Records of labeled points
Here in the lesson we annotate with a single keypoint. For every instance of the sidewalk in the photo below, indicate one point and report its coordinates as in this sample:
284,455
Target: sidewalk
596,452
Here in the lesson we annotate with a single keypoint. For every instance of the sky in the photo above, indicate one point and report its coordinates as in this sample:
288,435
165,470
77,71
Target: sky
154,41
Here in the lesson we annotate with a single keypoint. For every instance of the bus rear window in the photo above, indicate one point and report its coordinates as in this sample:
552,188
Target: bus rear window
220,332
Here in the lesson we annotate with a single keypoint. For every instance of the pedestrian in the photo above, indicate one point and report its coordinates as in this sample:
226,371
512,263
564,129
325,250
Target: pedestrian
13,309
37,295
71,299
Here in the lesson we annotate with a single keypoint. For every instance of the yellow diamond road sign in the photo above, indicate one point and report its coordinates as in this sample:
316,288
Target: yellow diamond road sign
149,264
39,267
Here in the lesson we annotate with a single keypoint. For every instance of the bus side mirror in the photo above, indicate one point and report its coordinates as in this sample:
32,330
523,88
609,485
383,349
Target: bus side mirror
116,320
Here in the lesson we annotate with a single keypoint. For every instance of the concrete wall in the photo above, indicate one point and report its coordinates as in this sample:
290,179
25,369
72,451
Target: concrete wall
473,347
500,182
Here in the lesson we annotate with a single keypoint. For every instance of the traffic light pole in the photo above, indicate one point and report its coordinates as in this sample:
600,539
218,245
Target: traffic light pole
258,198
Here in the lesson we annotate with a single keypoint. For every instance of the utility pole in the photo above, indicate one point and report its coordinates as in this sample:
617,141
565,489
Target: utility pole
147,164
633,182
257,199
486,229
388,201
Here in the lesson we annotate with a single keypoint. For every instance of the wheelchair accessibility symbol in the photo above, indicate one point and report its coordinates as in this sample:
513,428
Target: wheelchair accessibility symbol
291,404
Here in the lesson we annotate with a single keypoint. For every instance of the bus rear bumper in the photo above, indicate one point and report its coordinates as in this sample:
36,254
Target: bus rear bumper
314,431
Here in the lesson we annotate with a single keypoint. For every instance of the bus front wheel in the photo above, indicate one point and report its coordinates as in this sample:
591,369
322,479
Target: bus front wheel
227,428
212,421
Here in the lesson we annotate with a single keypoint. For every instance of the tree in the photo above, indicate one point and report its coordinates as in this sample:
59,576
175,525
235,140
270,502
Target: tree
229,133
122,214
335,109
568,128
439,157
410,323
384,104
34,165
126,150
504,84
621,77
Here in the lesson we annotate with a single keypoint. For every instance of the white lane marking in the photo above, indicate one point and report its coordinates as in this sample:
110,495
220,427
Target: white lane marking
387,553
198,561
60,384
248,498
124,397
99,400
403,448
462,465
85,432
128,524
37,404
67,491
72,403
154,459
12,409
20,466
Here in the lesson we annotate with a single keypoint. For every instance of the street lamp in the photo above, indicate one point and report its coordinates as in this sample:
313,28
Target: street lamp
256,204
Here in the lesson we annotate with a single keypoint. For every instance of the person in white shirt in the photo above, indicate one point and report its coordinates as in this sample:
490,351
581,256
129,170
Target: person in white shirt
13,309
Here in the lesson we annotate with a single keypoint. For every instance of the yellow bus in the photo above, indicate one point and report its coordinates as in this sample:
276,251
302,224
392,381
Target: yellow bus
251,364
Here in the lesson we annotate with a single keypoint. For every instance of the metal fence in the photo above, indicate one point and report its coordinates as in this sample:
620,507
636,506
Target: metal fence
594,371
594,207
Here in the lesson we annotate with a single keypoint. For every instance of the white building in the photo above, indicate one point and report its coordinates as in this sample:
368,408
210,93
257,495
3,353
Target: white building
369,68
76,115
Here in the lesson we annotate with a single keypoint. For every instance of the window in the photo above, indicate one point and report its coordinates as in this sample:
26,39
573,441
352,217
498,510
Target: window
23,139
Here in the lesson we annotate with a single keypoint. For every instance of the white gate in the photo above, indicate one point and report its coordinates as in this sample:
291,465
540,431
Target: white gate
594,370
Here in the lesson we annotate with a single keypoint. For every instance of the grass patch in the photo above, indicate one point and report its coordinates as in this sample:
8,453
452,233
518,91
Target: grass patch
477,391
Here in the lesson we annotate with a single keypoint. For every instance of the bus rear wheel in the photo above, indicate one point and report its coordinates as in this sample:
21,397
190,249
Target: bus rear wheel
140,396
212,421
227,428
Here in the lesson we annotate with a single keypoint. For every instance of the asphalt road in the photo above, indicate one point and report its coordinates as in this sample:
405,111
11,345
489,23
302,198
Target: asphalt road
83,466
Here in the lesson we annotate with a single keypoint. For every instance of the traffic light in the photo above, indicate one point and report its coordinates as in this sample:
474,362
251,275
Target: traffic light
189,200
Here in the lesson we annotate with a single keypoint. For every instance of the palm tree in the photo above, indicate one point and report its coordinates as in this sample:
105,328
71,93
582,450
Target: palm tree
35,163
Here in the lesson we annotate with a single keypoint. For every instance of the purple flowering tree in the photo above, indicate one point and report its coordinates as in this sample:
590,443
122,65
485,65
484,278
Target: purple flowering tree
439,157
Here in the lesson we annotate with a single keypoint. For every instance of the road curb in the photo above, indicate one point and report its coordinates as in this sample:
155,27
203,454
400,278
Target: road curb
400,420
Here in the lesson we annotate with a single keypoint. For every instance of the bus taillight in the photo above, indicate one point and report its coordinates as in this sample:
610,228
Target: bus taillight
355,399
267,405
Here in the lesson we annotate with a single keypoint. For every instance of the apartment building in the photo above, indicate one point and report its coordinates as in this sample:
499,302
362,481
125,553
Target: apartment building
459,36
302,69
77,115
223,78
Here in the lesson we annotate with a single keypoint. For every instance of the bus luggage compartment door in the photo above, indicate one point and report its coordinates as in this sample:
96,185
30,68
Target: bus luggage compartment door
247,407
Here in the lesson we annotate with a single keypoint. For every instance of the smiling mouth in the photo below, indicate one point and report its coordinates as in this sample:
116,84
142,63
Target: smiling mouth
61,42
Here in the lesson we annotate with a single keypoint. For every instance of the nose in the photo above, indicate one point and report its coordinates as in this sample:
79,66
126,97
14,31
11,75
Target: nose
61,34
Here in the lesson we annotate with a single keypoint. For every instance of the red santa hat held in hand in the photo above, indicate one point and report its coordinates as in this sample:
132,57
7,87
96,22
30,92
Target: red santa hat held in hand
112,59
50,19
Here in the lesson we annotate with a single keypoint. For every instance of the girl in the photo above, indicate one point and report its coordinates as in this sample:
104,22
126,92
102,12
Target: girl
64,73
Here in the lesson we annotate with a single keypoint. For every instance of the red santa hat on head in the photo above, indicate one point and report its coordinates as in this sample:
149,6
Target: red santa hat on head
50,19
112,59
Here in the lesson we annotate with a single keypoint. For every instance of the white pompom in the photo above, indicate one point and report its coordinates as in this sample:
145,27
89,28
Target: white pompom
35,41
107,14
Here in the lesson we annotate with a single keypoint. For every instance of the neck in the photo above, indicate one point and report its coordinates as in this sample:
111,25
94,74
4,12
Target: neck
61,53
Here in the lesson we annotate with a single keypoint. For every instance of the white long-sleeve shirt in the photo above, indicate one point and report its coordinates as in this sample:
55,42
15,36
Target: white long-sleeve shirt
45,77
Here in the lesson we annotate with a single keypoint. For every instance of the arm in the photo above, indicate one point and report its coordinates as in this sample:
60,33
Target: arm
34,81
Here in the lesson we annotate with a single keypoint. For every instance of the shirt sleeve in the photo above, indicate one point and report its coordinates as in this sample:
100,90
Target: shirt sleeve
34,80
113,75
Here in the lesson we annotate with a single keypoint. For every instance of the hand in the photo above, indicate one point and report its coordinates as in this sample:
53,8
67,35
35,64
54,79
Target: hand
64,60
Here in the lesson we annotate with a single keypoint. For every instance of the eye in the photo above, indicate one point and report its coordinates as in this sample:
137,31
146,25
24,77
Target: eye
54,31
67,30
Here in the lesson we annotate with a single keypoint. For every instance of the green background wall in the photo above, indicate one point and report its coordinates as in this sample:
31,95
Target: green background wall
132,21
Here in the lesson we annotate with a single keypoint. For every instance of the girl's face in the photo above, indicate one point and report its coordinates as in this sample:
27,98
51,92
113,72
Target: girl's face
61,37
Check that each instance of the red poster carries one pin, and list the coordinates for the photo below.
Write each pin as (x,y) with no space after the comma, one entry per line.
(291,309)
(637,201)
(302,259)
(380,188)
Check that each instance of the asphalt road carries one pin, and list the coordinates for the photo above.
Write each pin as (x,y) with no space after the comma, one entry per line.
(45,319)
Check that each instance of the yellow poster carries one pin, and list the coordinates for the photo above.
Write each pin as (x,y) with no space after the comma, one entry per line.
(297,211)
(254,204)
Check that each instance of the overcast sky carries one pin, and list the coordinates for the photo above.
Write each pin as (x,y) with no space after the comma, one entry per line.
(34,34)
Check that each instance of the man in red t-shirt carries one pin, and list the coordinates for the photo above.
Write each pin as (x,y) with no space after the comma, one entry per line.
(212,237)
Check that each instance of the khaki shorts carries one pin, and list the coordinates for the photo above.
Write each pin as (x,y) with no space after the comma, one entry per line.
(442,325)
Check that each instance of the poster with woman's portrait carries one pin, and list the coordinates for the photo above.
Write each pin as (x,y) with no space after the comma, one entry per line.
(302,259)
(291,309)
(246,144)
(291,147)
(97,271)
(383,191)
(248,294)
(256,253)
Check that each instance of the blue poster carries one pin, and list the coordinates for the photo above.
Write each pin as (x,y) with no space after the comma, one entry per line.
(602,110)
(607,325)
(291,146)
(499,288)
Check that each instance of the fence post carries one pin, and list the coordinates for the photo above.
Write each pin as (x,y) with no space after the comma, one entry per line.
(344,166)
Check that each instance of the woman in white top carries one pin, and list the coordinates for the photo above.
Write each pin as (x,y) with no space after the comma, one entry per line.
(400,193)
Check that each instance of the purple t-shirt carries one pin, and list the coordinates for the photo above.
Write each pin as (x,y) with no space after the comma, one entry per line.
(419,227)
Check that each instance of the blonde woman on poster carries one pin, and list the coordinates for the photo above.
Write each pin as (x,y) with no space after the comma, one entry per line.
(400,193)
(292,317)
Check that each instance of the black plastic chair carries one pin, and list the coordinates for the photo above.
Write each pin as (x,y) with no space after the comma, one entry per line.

__STATED EXERCISE__
Copy exactly, word for word, the line with "Check that each instance of the purple" through the final line of the listing.

__ANSWER BELOW__
Check that each instance of the purple t-shirt carries one pin, and list the coordinates for the photo above.
Write each pin as (x,y) with no space after the comma, one entry per line.
(419,227)
Check that each instance of the blonde woman on poster carries one pin, and list the coordinates for the photo above.
Write each pin as (x,y) with no space after the comma, one entry per line.
(400,193)
(292,317)
Check that each instance of the black plastic chair carries one pin, and list the coordinates for the photo above.
Write each pin as (x,y) with no space after the comma, one entry per line.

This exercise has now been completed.